EXERCISE MATERIAL Block Start

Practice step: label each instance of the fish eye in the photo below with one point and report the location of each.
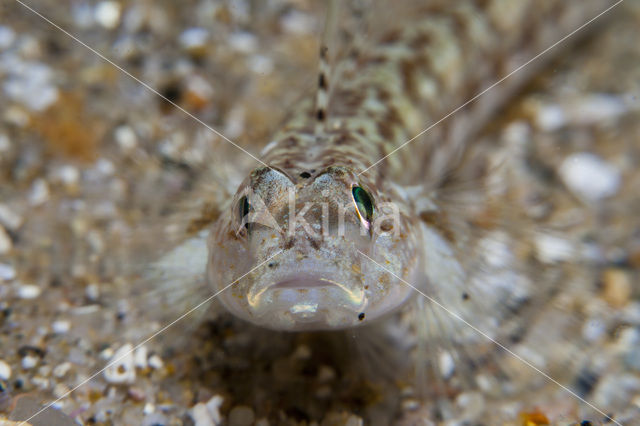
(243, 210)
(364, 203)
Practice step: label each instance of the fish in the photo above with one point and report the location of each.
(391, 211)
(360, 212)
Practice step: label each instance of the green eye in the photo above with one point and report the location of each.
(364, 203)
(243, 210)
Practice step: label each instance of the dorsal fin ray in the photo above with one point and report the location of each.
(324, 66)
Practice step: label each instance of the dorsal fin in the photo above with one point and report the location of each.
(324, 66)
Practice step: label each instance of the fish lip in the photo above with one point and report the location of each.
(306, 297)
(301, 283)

EXERCISE MATERIAL Block End
EXERCISE MATERIAL Block Start

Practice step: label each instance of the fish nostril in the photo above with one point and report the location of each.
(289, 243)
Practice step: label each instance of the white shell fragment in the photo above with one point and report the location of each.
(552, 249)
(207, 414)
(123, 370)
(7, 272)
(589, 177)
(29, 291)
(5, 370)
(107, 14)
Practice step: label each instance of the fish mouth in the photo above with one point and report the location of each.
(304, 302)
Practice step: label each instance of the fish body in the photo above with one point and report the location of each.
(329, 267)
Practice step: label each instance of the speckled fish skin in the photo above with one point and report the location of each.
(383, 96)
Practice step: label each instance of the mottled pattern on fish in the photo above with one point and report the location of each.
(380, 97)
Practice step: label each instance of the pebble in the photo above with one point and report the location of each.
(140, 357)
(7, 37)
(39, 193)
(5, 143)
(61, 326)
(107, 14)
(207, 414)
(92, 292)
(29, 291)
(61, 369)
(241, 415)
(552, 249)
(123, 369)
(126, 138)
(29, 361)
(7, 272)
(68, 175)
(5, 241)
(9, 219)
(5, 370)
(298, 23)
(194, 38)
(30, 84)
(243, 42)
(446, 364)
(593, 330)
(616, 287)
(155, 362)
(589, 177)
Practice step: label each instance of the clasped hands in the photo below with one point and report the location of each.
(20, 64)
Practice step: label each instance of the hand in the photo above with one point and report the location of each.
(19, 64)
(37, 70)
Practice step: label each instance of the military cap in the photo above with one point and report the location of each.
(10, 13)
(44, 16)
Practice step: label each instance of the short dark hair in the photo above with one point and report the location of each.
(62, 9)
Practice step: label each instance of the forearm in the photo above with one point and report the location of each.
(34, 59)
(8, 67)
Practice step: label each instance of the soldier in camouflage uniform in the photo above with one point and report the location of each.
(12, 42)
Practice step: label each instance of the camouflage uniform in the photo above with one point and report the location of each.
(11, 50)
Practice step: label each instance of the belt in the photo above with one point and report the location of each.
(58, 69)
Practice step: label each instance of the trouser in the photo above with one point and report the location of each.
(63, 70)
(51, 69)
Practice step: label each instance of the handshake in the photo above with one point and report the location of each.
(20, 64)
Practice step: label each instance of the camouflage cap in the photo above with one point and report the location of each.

EXERCISE MATERIAL Block End

▶ EXERCISE BRIEF:
Of all the entries above, output exactly the lines between the one holding "Practice step: label each instance of the pebble" and the one holding "Practice step: label each instance of the camouflage cap", inclusive.

▶ RESPONSE TO THIS TASK:
Practice step: label each instance of the pebble in the photo above with one point and report the location of each.
(140, 357)
(7, 37)
(39, 193)
(5, 143)
(61, 326)
(107, 14)
(207, 414)
(92, 292)
(29, 291)
(61, 369)
(241, 415)
(552, 249)
(123, 369)
(126, 138)
(29, 361)
(7, 272)
(68, 175)
(5, 241)
(9, 219)
(5, 370)
(298, 23)
(194, 38)
(30, 84)
(243, 42)
(446, 364)
(593, 330)
(616, 287)
(155, 362)
(589, 177)
Practice step: label each instance of the clasped hands in the photo below with one point and report the location of each.
(20, 64)
Practice step: label each instance of the hand in the photo above with one point and report the location of each.
(19, 64)
(37, 70)
Practice step: label each instance of the military cap in the photo above with one point and report the location of each.
(10, 13)
(44, 16)
Practice step: label each instance of the short dark hair in the photo above with one point and report the location of each.
(62, 9)
Practice step: label each instance of the forearm in the photo above with one point and report the location of each.
(34, 59)
(8, 67)
Practice step: label each instance of the soldier in camouflage uniform in the photo above with one point and report the location of each.
(12, 42)
Practice step: label each instance of the camouflage uniform in the photo above with one point and report the location of each.
(11, 50)
Practice step: label each instance of the belt in the photo above with one point and report the location of each.
(58, 69)
Practice step: label each instance of the trouser in the photo above with one point and report the location of each.
(63, 70)
(51, 69)
Practice step: label each instance of the handshake in the photo above with one point and report the location of each.
(20, 64)
Practice step: label each instance of the camouflage cap in the photo above with one point and report the location of each.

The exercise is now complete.